### Exercise instructions
Reproduce all of the records exactly.

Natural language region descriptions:
# # # # # # #

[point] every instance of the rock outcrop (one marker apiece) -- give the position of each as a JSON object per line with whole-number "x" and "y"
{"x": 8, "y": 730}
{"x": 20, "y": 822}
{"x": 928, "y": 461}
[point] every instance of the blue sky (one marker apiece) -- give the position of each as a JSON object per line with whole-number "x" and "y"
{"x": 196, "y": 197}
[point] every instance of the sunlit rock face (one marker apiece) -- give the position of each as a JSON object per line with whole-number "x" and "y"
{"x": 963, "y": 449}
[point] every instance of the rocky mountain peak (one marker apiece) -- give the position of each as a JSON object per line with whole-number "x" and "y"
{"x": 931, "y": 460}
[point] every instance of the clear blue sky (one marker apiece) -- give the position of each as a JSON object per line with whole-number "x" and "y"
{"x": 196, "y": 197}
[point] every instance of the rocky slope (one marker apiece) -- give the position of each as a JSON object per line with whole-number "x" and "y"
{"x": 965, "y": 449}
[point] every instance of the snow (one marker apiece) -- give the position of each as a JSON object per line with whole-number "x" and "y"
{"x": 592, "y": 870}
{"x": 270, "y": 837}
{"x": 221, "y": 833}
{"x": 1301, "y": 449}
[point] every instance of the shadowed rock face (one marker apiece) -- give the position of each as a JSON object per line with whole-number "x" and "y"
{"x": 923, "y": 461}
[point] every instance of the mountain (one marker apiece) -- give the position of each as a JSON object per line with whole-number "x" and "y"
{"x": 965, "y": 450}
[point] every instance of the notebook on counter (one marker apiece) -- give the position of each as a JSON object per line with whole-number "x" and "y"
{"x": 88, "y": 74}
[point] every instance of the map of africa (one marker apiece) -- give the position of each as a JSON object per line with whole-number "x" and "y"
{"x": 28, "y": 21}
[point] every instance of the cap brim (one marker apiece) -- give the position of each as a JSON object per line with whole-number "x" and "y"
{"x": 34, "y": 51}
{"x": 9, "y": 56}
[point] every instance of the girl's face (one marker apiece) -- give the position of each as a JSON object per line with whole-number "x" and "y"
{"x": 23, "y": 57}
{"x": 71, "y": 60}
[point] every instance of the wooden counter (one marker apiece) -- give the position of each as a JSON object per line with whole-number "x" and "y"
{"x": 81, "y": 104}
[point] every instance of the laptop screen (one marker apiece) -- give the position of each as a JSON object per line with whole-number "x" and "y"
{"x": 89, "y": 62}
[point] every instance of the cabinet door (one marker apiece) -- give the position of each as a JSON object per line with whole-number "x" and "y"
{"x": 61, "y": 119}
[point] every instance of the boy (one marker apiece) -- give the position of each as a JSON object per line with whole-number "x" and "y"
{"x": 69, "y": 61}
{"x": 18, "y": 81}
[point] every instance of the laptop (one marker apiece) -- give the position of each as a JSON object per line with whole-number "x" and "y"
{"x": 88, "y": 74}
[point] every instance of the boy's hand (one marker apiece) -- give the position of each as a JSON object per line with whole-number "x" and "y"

# # # # # # #

### Answer below
[point] every instance of the rock outcrop (one marker apiece) -- give the position of each as a JSON object per line with whole-number "x" and "y"
{"x": 8, "y": 730}
{"x": 20, "y": 822}
{"x": 928, "y": 461}
[point] every instance of the blue sky (one marker apiece) -- give the position of each as a JSON object per line with whole-number "x" and "y"
{"x": 196, "y": 197}
[point] every instance of the sunlit rock face (one marker apiece) -- give the position of each as a JSON object per line with whole-number "x" and "y"
{"x": 963, "y": 449}
[point] every instance of the rocky mountain peak (one marker apiece) -- give the position of each as a JSON object per line with whole-number "x" and "y"
{"x": 931, "y": 460}
[point] every instance of the clear blue sky (one marker apiece) -- give the position of each as a JSON object per line with whole-number "x" and "y"
{"x": 196, "y": 197}
[point] every instance of the rocky slope (one marker apiece) -- give the position of each as a JSON object per line with whole-number "x" and "y"
{"x": 965, "y": 449}
[point] every instance of the snow (one marker apiece) -- give the position of each as a JSON object per line with whole-number "x" and "y"
{"x": 592, "y": 870}
{"x": 270, "y": 837}
{"x": 221, "y": 833}
{"x": 1301, "y": 449}
[point] every instance of the shadowed rock face (one marker apiece) -- give the position of each as a JSON object per line with whole-number "x" and "y"
{"x": 923, "y": 461}
[point] every instance of the mountain (one marker apiece) -- give the position of each as a JSON object per line with whole-number "x" and "y"
{"x": 965, "y": 450}
[point] every instance of the notebook on counter (one marker apiece) -- give the position of each as a JSON object per line with whole-number "x" and "y"
{"x": 88, "y": 74}
[point] every instance of the map of africa (one marker apiece) -- give the position of each as a JSON object per line with whole-number "x" and "y"
{"x": 28, "y": 21}
[point] every instance of the cap brim (one marker apiece) -- give the position of each as a JSON object per line with whole-number "x" and "y"
{"x": 34, "y": 51}
{"x": 9, "y": 56}
[point] every instance of the girl's face (one marker apiece) -- give the position of each as a JSON object per line with whole-number "x" and "y"
{"x": 23, "y": 57}
{"x": 71, "y": 60}
[point] every instance of the wooden counter (one marker apiece) -- give the position of each as a JSON object per line with whole-number "x" and "y"
{"x": 81, "y": 104}
[point] every instance of the laptop screen (one marker apiece) -- give the position of each as a JSON object per line with whole-number "x" and "y"
{"x": 89, "y": 62}
[point] every instance of the cabinet door (one marker apiece) -- give the position of each as a JSON object per line with whole-number "x" and "y"
{"x": 61, "y": 119}
[point] every instance of the boy (one marker apiece) -- give the position of each as a JSON object per line with whole-number "x" and "y"
{"x": 69, "y": 61}
{"x": 18, "y": 81}
[point] every instance of the laptop (one marker apiece) -- give the position of each as a JSON object per line with whole-number "x" and "y"
{"x": 88, "y": 74}
[point] every instance of the boy's hand (one marker apiece) -- give the position of each as a JSON object per line with whole-number "x" and "y"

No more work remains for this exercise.